» **Source text**:
Wielding Magic Without Mastery: The Illusion of Competence in the Age of AI.

Noel Zachary R

American journal of pharmaceutical education · 2026 · PMID 42336148

PubMed ↗DOI ↗

Generative artificial intelligence (GenAI) can make learners feel they understand more while actually learning less. As these tools become embedded in pharmacy education, students gain instant access to coherent, easy-to-understand outputs, often without the effortful thinking that builds durable understanding. This commentary argues that GenAI's most consequential educational risk is not inaccuracy, but the illusion of competence: a metacognitive error in which readily available, coherent answers inflate confidence while genuine understanding lags behind.

Drawing on cognitive science, the commentary explains how GenAI enables learners to bypass generative processing (the effortful work of retrieving, organizing, and explaining information in one's own words on which durable learning depends). When this work is offloaded, learners increasingly mistake the ease of processing an artificial intelligence-generated output for mastery of the material. This miscalibration is especially dangerous for novice learners who lack the expertise to detect errors or recognize what they have not yet learned, and it threatens the reasoning and judgment at the core of pharmacy practice.

» **Problems to work on**:
1. Check each of these statements against the abstract on the illusion of competence above, answering yes or no and quoting the words that decide it. (a) The abstract names inaccuracy as the most consequential educational risk of GenAI. (b) The abstract counts retrieving, organizing, and explaining information in one's own words as part of generative processing. (c) The abstract calls the miscalibration especially dangerous for novice learners.
2. Extend the abstract on the illusion of competence with one more paragraph that picks up after its final sentence.

» **The data**:
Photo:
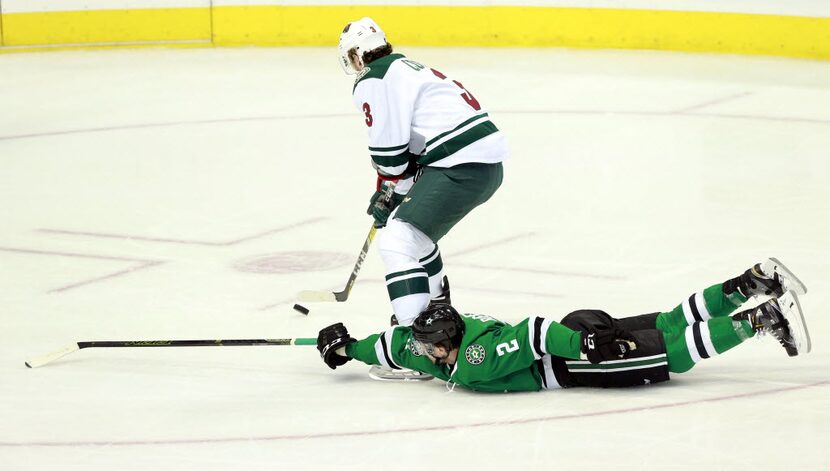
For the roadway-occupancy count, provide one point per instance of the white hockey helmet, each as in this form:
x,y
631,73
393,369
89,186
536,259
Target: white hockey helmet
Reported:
x,y
361,36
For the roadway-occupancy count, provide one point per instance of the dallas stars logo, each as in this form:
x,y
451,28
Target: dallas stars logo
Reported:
x,y
474,354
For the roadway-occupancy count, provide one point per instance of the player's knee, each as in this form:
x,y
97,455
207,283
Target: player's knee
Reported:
x,y
400,239
588,320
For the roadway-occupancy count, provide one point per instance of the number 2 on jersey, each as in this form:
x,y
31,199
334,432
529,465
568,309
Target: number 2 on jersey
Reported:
x,y
505,347
467,96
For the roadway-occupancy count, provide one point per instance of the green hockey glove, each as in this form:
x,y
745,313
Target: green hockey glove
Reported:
x,y
380,208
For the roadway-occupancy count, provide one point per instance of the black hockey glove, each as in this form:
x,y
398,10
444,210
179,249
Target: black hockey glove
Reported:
x,y
329,340
606,345
380,208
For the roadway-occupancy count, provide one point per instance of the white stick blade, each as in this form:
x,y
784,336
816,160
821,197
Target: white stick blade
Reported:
x,y
44,359
316,296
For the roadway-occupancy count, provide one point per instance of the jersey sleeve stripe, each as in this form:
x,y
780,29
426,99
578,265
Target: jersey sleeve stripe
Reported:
x,y
543,335
458,128
458,142
533,326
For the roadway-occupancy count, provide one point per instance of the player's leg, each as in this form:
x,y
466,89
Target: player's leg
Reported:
x,y
438,200
781,318
769,278
439,288
443,196
407,280
647,364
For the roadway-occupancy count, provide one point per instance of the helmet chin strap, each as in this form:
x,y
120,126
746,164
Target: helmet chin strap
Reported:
x,y
356,60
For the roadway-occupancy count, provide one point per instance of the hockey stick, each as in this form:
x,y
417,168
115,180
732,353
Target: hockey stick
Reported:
x,y
340,296
49,358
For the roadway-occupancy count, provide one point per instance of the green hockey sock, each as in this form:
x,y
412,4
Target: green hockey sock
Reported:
x,y
704,340
712,302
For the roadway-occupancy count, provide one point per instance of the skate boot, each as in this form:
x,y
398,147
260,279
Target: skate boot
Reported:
x,y
782,318
769,278
444,297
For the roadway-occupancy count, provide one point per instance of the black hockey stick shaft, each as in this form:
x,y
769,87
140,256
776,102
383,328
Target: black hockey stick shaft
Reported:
x,y
48,358
195,343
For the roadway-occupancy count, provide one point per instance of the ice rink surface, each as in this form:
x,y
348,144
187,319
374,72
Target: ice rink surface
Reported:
x,y
184,194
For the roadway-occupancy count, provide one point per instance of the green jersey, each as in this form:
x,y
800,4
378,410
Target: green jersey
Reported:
x,y
494,356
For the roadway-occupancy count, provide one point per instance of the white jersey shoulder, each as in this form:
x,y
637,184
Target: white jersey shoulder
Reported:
x,y
415,112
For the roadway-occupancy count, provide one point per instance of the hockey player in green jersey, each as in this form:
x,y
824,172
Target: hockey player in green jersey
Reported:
x,y
588,347
431,138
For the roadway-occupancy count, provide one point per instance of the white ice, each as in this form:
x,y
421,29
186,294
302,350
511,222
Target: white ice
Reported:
x,y
184,194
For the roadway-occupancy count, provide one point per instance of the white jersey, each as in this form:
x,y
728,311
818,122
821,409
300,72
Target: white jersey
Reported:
x,y
416,113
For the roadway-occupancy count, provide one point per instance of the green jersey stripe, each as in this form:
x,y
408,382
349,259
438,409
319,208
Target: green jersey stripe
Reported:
x,y
436,138
389,149
405,272
457,143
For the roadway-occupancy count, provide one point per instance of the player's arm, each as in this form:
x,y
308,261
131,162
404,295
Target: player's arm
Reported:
x,y
513,348
388,105
391,349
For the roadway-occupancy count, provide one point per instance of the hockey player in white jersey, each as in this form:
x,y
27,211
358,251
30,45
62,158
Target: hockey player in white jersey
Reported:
x,y
430,137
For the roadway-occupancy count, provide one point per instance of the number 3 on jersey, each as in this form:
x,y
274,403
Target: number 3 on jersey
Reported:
x,y
467,96
367,110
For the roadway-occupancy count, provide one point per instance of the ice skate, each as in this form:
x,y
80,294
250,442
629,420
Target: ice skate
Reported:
x,y
387,374
770,278
782,318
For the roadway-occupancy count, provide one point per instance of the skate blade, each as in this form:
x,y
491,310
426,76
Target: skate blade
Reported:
x,y
791,308
792,281
383,374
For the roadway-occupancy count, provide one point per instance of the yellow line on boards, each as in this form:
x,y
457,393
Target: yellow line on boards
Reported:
x,y
499,26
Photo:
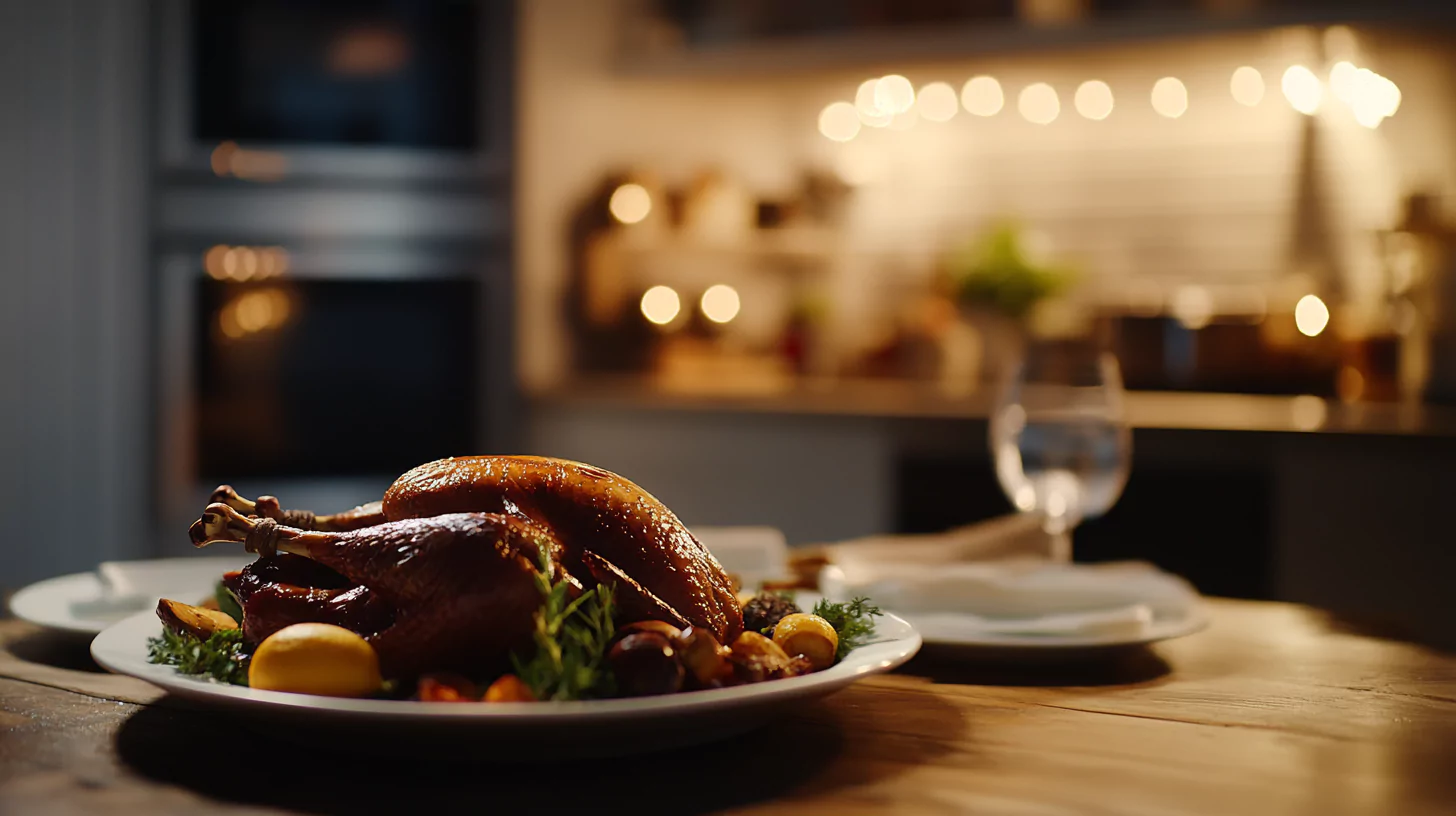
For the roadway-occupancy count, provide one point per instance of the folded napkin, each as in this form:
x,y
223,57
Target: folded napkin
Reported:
x,y
752,554
995,579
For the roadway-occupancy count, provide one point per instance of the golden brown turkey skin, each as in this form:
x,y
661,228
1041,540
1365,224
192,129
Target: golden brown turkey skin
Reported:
x,y
447,593
588,510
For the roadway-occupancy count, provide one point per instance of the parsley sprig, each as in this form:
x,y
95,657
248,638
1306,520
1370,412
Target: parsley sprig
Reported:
x,y
853,621
571,641
219,657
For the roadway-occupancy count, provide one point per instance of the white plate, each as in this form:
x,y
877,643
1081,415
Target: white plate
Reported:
x,y
580,729
992,646
82,603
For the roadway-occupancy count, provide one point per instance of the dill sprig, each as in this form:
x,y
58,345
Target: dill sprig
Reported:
x,y
853,622
219,657
571,641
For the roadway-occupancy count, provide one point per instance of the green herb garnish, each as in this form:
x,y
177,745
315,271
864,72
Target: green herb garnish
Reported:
x,y
853,622
219,657
227,602
571,641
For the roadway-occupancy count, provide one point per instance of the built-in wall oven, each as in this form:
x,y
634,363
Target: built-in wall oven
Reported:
x,y
332,246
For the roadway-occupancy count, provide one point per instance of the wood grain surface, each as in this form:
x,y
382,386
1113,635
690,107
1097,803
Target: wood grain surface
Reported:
x,y
1271,710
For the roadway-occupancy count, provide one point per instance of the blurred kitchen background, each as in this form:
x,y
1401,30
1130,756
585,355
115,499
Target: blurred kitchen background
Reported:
x,y
768,260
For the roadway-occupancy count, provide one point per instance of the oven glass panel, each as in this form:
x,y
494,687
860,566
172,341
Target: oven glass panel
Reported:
x,y
399,73
312,378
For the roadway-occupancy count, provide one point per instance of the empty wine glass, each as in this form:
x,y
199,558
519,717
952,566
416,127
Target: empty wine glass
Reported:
x,y
1059,437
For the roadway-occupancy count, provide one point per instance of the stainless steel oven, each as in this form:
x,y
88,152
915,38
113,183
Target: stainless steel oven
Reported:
x,y
354,91
332,245
321,375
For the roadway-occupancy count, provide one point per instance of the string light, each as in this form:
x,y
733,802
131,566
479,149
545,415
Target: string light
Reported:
x,y
982,96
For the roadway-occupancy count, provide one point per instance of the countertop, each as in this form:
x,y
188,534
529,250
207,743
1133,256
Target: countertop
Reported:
x,y
1270,710
922,401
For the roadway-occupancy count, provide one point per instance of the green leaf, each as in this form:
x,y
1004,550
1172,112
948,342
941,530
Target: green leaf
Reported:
x,y
219,657
571,641
853,622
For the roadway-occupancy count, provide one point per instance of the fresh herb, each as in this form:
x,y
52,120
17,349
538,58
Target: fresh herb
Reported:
x,y
853,622
227,602
219,657
571,641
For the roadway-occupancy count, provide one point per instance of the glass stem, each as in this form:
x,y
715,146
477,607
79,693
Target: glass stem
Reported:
x,y
1059,538
1059,547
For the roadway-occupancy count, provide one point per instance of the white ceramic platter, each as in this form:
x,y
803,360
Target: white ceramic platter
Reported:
x,y
581,729
1038,647
83,603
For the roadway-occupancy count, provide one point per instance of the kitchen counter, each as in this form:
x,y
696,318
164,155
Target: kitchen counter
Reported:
x,y
925,401
1271,710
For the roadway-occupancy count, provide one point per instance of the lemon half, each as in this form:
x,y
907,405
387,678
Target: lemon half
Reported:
x,y
315,659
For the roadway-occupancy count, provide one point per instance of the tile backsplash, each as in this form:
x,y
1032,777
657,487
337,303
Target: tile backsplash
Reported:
x,y
1226,194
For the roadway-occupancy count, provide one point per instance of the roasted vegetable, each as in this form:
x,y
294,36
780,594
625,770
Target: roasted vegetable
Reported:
x,y
446,688
219,657
508,688
316,659
645,663
853,621
808,636
756,659
192,620
765,611
705,659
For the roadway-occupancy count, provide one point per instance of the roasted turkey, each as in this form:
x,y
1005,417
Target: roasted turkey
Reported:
x,y
440,574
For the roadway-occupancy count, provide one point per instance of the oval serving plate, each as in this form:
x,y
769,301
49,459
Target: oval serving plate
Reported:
x,y
580,729
82,605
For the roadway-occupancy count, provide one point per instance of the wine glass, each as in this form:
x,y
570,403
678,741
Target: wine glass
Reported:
x,y
1059,437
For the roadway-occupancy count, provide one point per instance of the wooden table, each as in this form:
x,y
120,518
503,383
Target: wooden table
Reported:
x,y
1271,710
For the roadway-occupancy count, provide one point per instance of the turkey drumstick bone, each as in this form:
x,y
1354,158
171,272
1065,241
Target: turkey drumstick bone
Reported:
x,y
268,507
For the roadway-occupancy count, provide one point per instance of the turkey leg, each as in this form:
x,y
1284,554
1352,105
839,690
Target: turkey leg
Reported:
x,y
462,586
268,507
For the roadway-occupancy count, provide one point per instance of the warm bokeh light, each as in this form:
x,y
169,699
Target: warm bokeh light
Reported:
x,y
894,93
865,107
906,120
661,305
258,165
1169,98
938,102
1247,86
1372,98
1311,315
982,96
1302,88
1094,99
839,121
245,263
254,312
629,203
1193,306
719,303
1038,104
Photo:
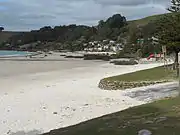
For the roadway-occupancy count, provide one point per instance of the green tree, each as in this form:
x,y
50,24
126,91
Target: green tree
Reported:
x,y
1,29
175,6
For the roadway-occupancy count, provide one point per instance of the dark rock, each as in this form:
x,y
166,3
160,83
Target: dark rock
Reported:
x,y
144,132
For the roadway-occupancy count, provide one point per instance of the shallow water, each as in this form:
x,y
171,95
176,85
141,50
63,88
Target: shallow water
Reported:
x,y
13,53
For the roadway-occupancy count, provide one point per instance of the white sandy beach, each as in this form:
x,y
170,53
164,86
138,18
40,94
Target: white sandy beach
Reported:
x,y
45,95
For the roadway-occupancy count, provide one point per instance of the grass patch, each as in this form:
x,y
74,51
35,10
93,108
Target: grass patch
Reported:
x,y
161,118
154,74
138,79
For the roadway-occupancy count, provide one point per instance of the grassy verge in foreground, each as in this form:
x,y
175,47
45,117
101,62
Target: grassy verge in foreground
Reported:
x,y
161,118
138,79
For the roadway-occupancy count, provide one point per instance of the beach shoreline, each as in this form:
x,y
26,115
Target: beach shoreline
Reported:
x,y
44,96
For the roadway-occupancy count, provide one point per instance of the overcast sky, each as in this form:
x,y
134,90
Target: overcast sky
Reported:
x,y
33,14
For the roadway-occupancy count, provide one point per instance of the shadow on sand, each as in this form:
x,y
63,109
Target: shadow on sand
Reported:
x,y
34,132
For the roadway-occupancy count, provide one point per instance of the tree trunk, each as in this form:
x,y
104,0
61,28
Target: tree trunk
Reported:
x,y
176,63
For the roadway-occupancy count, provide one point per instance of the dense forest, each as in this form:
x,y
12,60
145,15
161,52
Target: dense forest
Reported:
x,y
73,37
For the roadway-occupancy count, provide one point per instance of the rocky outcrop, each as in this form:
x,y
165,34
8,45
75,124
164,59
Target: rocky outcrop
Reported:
x,y
120,85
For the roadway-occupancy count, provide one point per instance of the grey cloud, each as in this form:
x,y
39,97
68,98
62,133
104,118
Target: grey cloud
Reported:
x,y
32,14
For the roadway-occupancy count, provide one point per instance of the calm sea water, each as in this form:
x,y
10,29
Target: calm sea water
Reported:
x,y
14,53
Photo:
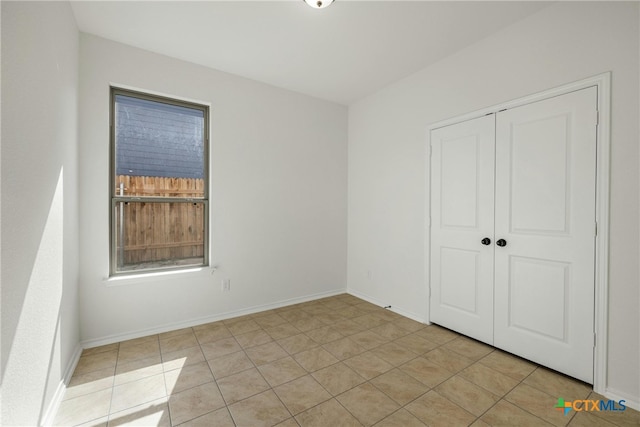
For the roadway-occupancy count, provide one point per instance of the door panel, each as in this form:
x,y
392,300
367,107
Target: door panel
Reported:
x,y
545,210
462,169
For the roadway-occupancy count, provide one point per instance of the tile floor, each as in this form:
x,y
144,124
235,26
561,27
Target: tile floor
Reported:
x,y
338,361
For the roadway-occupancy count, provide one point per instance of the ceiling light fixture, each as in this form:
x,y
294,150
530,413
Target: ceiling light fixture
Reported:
x,y
318,4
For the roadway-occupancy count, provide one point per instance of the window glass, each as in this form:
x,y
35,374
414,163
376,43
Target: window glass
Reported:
x,y
159,152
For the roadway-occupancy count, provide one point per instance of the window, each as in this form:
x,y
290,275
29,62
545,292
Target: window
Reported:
x,y
159,183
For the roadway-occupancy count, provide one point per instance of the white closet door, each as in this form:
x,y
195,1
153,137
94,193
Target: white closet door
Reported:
x,y
462,171
545,212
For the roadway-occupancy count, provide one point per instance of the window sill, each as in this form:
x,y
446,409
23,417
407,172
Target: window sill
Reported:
x,y
155,276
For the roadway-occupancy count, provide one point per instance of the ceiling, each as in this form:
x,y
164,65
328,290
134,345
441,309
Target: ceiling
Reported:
x,y
342,53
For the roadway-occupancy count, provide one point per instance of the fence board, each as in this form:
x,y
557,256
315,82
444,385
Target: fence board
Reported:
x,y
156,232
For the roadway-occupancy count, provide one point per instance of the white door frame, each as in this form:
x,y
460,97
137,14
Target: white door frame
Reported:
x,y
601,308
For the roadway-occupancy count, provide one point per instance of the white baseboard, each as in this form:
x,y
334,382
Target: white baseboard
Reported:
x,y
50,414
207,319
633,403
400,311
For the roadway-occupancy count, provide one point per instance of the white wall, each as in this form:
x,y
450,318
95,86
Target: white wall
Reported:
x,y
40,331
278,196
387,134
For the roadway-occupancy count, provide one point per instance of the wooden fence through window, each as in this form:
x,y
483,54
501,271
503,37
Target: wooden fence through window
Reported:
x,y
160,232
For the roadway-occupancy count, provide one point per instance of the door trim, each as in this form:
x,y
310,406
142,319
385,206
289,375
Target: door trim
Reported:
x,y
603,147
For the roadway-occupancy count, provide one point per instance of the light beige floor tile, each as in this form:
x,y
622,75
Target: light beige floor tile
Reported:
x,y
557,384
97,362
349,327
330,318
239,386
507,415
437,334
399,386
230,364
367,306
387,315
237,319
266,353
282,331
154,413
281,371
89,383
315,359
290,422
368,365
187,377
264,409
368,339
329,413
448,359
537,403
390,331
178,342
508,364
137,341
185,357
588,419
83,408
479,423
219,348
489,379
409,325
425,371
301,394
270,320
351,312
338,378
211,333
435,410
217,418
143,350
297,343
469,348
308,324
627,418
324,334
368,404
243,327
394,353
416,343
138,369
402,418
467,395
344,348
195,402
253,338
136,393
291,314
100,349
171,334
369,320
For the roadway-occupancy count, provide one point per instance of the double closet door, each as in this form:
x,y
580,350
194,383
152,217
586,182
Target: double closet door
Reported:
x,y
513,230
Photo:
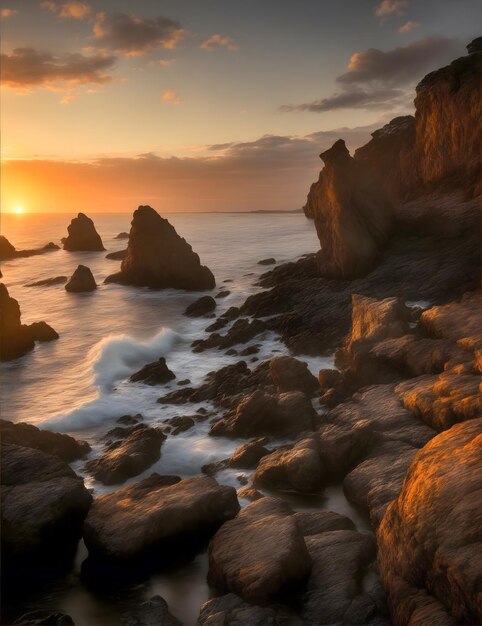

» **Answers provided**:
1.
(a) No: "GenAI's most consequential educational risk is not inaccuracy, but the illusion of competence."
(b) Yes: "generative processing (the effortful work of retrieving, organizing, and explaining information in one's own words on which durable learning depends)."
(c) Yes: "This miscalibration is especially dangerous for novice learners who lack the expertise to detect errors or recognize what they have not yet learned."

2.
The central question is, therefore, not whether GenAI should be used but how. Educators must move beyond permissive or restrictive policies toward intentional design that preserves cognitive effort, calibrates learners' self-assessment, and makes expert reasoning visible. The commentary offers concrete strategies (structured, inquiry-driven GenAI use; assessments that expose the gap between assisted and independent performance; and deliberate modeling of expert vs novice use) to help educators develop competent, reflective practitioners rather than confident learners who cannot think without the tool.